DOCUMENT PASSAGE:
-- Opening Marker --
Extract documentation URLs from skill's metadata.doc_sources. If not present, attempt to infer from:

Links in SKILL.md
Package registry (npm/PyPI) URLs
GitHub repository

Step 2: Scrape Documentation

Use Firecrawl to fetch official docs as markdown:

python scripts/deep-audit-scrape.py <skill-name>

Output cached to archive/audit-cache/<skill>/:

YYYY-MM-DD_primary.md - Scraped content
YYYY-MM-DD_hash - Content hash for change detection

Step 3: Sub-Agent Comparison

Launch 4 parallel sub-agents to compare skill against scraped docs:

Agent	Focus	Checks
API Coverage	Methods & features	Are documented APIs covered in skill? Missing new features?
Pattern Validation	Code examples	Deprecated syntax? New patterns not reflected?
Error Check	Known issues	Fixed bugs still documented? New common errors?
Ecosystem	Package info	Correct registry? Right install commands? Version accuracy?

Step 4: Generate Report

Output to planning/CONTENT_AUDIT_<skill>.md:

# Content Audit: <skill-name>
**Date**: YYYY-MM-DD
**Accuracy Score**: 85-92%

## Summary
- [x] API coverage current
- [ ] 2 deprecated patterns found
- [x] Error documentation accurate
- [ ] Install command uses wrong package manager

## Findings

### Critical
- Pattern `oldMethod()` deprecated in v2.0, skill still recommends

### Warnings
- New feature `newFeature()` not documented in skill
- Changelog shows breaking change not mentioned

### OK
- Core concepts accurate
- Error handling patterns correct

Cost Estimates

Scope	Firecrawl Cost	Tokens
Single skill	~$0.003	~35k
Pattern (10 skills)	~$0.03	~350k
Tier 1 (10 skills)	~$0.03	~350k
All skills (68)	~$0.20	~2.4M

Optimization:

Cache lasts 7 days
Use --diff flag to only audit if docs changed
Prioritize Tier 1/2 skills

Integration with Existing Tools

Tool	What It Checks	Relationship
`/audit`	Structure (YAML, files)	Run first for quick checks
`review-skill.sh`	Links, versions, TODOs	Complements deep-audit
`check-all-versions.sh`	Package version numbers	Deep-audit validates content
`/deep-audit`	Content accuracy	Catches semantic errors

Recommended Workflow

# 1. Quick structural audit
/audit <skill-name>

# 2. If passes, deep content audit
/deep-audit <skill-name>

# 3. Review findings
cat planning/CONTENT_AUDIT_<skill>.md

# 4. Fix issues and commit
git add skills/<skill-name>/
git commit -m "audit(<skill>): Fix content accuracy issues"
-- Closing Marker --
[Image-grounded pointing data]
-- Opening Marker --
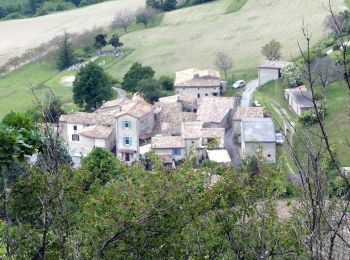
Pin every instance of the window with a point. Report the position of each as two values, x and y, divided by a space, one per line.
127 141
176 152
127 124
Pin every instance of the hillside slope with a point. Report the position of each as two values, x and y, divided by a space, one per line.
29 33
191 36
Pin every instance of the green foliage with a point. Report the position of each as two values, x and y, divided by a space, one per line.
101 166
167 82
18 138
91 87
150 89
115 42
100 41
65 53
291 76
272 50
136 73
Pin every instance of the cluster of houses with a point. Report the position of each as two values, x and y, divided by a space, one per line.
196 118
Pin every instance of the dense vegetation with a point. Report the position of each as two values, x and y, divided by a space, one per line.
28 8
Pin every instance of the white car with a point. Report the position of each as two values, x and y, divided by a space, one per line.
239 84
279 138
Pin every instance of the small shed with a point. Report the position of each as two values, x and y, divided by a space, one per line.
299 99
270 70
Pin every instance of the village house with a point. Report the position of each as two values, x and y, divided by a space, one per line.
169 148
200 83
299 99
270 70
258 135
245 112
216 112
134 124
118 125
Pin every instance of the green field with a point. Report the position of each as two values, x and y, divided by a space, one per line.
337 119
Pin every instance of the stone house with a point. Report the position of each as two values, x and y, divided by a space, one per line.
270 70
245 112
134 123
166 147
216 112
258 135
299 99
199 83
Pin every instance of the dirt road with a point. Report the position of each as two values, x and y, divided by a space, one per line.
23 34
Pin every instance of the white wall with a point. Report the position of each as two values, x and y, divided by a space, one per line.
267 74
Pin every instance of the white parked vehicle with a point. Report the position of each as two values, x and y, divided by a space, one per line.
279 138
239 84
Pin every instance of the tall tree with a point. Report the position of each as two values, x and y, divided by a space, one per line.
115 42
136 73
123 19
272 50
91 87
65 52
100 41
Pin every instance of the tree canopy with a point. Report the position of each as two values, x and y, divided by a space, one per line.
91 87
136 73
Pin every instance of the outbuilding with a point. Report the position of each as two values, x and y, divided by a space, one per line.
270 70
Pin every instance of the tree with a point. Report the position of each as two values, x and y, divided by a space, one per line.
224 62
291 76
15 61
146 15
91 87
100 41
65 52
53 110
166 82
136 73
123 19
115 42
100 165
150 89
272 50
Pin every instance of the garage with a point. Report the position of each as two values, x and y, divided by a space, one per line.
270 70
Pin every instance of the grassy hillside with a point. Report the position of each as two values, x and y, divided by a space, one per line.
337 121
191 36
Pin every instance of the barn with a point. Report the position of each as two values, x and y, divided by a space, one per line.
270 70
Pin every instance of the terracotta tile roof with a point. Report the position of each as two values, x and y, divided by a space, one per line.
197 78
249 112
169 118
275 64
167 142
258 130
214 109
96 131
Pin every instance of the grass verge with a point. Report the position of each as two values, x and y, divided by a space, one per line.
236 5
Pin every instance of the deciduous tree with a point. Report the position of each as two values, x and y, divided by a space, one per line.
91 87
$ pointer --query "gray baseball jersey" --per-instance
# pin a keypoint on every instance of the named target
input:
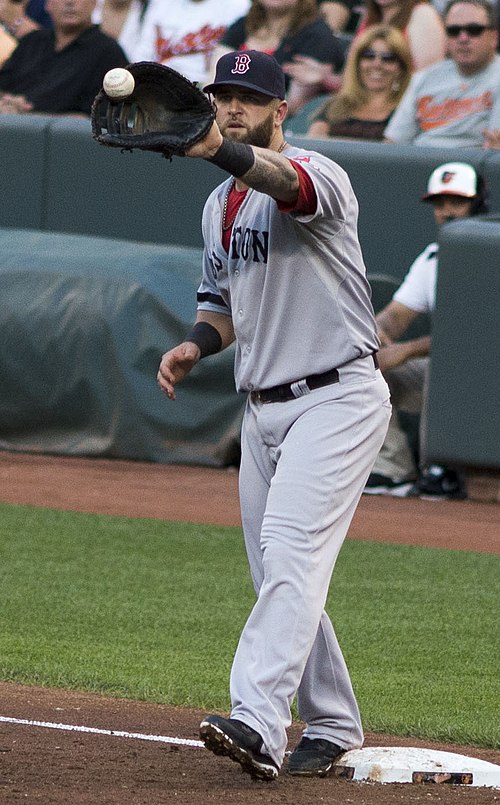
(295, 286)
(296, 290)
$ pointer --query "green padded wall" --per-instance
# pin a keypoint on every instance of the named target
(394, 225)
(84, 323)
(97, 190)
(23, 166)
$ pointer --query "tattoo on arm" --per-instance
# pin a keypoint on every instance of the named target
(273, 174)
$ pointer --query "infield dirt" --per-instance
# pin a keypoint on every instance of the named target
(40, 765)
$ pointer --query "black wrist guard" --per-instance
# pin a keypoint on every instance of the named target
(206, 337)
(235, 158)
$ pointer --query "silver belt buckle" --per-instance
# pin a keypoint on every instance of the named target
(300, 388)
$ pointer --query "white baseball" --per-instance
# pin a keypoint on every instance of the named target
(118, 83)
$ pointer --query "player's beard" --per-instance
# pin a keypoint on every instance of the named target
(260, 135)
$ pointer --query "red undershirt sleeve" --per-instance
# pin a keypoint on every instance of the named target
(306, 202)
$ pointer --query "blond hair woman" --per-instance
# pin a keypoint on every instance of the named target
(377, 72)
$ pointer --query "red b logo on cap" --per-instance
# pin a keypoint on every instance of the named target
-- Closing Marker --
PROBLEM 1:
Translate this sentence from the skill content audit guide into Spanish: "Extract documentation URLs from skill's metadata.doc_sources."
PROBLEM 2:
Pick up the skill content audit guide where it stops and write the next part.
The records have nothing to do with this.

WRITTEN ANSWER 1:
Extrae las URL de documentación de metadata.doc_sources de la habilidad.

WRITTEN ANSWER 2:
Cache Management

# View cached audits
ls archive/audit-cache/

# Clear cache for skill (force re-scrape)
rm -rf archive/audit-cache/<skill-name>/

# Clear all cache
rm -rf archive/audit-cache/*/

Adding doc_sources to Skills

For skills without doc_sources, add to YAML frontmatter:

---
name: my-skill
description: |
  [description]
metadata:
  doc_sources:
    primary: "https://official-docs.com/getting-started"
    api: "https://official-docs.com/api"
    changelog: "https://github.com/org/repo/releases"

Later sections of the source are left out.